● **WHAT TO DO**:
a) Decide whether each statement below agrees with the article on impact craters, answering yes or no and quoting the words of the article that decide it: (i) a central peak in a crater results from material rebounding upward after the impact; (ii) new craters have been observed forming on the Moon; (iii) brecciated rock and shocked quartz can be seen through binoculars or a telescope.
b) From the records, output without alteration the stretch from the line containing "Could you help me find the gray hide" through the line containing "column 446, row 173", including both of those lines.

● **SELECTED EXTRACT**:
A world of impact craters

Posted by on July 10, 2013 in Igneous Rocks | 0 comments

If you want to talk about a relatively new topic to investigate pick the subject of impact craters.  Impact craters have been talked about for many years but it wasn’t until the second half of the 20th century that several were located in North American and research began.  After all, we have great examples of impact craters to study for comparison as seen on the Moon, Mercury, Venus and Mars.  A view of the Moon through a pair of binoculars or telescope will allow you to see the composition of an impact crater.

The Moon only has 1.6th of the gravity as we have on Earth so meteors or asteroids falling toward the Moon are not burned up in the atmosphere as here on Earth.  Although we have not observed any new craters formed on the Moon, impact crater history is well established.  If you take a look at a crater, you will see the crater with a ridge around the outside of the rim.  You may also see a central peak in the middle, caused by a rebound of material splashing up after the impact.  With many craters, you may be able to also observe material thrown outward of the crater known as ejecta.  Not observed unless you were able to visit the area and explore the material in and around the crater would be brecciated (broken and later rehealed) rock and shocked quartz.

Ok, let’s put the above paragraph into perspective to an event that we all have witnessed or created.  How many of us have thrown a rock into a lake or pond?  What a treat to see how far we could throw it or perhaps how many times could we skip the rock across the water.  But, did you observe the reaction with the water as the rock hit the surface.  A “crater” forms in the water at the instant the rock hits the surface; water is   rebounded outward next to the “crater” and a small dimple of water is shot into the air where the rock entered the water.  The size of the rock would influence how high and far the ripple marks went across the water (shock waves).  Perhaps the angle that the rock entered the water influenced some of the above features.  This principle also pertains to impact craters on any planetary body including the Earth.

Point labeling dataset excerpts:
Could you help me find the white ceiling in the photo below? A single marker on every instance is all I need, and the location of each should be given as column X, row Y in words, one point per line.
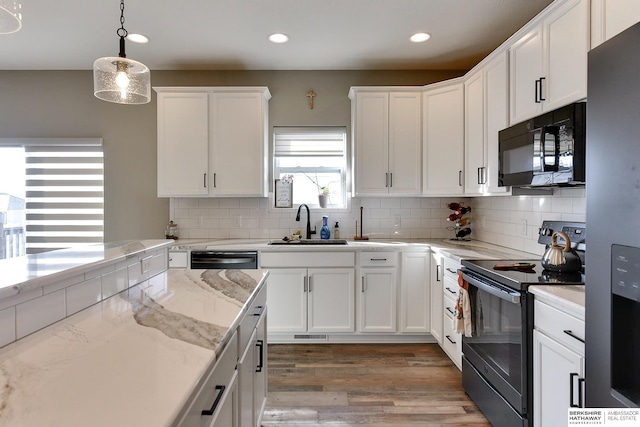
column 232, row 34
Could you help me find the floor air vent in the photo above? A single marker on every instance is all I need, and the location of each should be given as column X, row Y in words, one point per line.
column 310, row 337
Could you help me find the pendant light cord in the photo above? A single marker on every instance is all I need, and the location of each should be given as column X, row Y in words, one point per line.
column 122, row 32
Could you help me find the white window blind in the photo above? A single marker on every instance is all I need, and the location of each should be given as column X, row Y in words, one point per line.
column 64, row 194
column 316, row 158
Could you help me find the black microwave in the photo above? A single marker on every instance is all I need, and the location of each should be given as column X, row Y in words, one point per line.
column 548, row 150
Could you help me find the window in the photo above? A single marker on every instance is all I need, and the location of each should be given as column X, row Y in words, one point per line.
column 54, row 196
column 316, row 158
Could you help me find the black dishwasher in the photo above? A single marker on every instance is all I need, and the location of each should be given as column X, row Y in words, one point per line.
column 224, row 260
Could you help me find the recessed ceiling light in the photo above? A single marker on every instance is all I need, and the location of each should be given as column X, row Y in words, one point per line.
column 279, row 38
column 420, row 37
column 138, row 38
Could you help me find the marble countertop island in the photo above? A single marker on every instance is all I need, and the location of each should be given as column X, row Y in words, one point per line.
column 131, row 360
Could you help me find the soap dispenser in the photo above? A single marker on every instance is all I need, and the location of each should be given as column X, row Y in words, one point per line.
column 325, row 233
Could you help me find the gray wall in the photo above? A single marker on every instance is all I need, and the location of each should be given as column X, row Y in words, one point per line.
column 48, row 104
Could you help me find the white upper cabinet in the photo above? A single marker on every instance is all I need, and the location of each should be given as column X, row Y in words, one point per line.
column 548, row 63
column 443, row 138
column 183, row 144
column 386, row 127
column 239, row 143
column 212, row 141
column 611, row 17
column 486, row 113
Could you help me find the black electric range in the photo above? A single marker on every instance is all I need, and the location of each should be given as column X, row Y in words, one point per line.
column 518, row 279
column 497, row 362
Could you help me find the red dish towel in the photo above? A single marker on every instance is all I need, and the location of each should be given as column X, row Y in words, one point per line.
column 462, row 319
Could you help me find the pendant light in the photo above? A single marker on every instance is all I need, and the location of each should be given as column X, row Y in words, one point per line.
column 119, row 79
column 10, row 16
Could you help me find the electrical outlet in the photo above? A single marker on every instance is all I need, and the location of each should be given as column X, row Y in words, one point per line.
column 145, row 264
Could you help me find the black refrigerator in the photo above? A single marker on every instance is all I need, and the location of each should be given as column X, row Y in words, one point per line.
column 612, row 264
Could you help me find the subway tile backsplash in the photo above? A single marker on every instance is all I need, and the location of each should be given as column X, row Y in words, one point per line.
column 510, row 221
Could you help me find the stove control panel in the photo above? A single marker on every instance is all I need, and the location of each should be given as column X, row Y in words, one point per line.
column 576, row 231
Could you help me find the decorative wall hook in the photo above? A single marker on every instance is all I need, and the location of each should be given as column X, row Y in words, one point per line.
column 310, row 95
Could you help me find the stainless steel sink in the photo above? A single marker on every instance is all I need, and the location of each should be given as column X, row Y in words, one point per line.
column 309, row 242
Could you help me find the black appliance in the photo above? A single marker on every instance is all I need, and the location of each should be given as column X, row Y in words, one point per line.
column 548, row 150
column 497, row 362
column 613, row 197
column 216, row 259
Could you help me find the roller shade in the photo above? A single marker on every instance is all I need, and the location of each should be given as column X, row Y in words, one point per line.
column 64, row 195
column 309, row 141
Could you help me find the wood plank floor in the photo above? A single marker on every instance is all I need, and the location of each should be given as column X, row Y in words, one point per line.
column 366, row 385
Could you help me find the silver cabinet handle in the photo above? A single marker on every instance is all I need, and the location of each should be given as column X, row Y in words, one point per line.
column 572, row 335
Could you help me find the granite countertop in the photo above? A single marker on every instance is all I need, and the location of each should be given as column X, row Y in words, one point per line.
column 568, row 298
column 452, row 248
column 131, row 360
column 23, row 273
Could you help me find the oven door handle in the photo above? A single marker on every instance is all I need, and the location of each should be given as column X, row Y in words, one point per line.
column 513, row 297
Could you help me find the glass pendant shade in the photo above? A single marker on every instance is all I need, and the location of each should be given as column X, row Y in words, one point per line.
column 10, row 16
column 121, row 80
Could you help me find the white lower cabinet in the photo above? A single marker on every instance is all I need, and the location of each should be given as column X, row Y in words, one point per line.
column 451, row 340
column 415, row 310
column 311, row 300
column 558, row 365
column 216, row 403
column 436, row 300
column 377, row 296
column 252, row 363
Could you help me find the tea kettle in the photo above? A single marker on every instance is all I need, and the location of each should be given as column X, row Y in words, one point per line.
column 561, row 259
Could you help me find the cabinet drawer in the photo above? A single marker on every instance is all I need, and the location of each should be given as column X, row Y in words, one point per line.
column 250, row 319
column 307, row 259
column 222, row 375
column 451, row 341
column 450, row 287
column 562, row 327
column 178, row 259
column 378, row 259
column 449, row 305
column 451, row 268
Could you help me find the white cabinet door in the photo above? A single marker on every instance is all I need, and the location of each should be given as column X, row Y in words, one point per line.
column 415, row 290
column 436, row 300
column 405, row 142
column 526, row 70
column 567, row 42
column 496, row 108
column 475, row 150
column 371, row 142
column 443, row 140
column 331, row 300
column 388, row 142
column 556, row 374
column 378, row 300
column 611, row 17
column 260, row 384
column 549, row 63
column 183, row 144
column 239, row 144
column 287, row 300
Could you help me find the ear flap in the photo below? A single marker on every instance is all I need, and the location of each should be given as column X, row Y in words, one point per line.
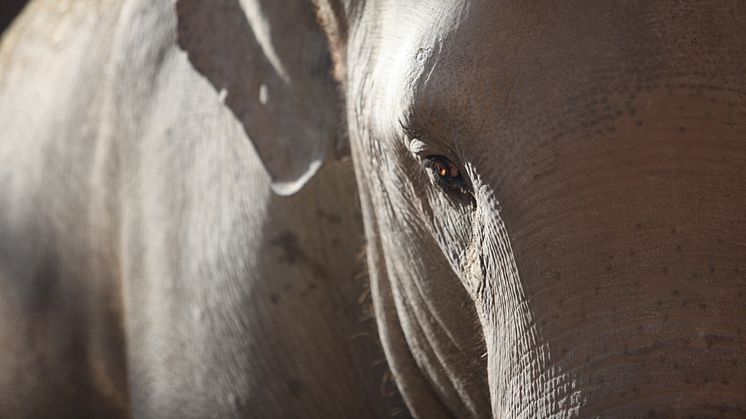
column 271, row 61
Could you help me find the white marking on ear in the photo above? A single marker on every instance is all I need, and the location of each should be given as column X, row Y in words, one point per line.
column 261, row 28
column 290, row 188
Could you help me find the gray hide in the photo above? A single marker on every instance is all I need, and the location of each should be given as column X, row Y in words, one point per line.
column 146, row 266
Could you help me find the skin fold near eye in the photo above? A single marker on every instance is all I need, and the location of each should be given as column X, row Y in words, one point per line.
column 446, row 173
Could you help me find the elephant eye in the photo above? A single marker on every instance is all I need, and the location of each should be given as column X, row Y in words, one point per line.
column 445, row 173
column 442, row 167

● **SOLUTION LIST**:
a)
(i) Yes: "You may also see a central peak in the middle, caused by a rebound of material splashing up after the impact."
(ii) No: "Although we have not observed any new craters formed on the Moon"
(iii) No: "Not observed unless you were able to visit the area and explore the material in and around the crater would be brecciated (broken and later rehealed) rock and shocked quartz."

b)
Could you help me find the gray hide in the photo above? A single marker on every instance is all I need, and the location of each should be given as column X, row Y in words, one point per line.
column 146, row 266
Could you help me find the skin fold near eye in the photo above? A single marker on every instance is all I need, and the location of each should be given as column X, row Y in words, one point per line.
column 446, row 173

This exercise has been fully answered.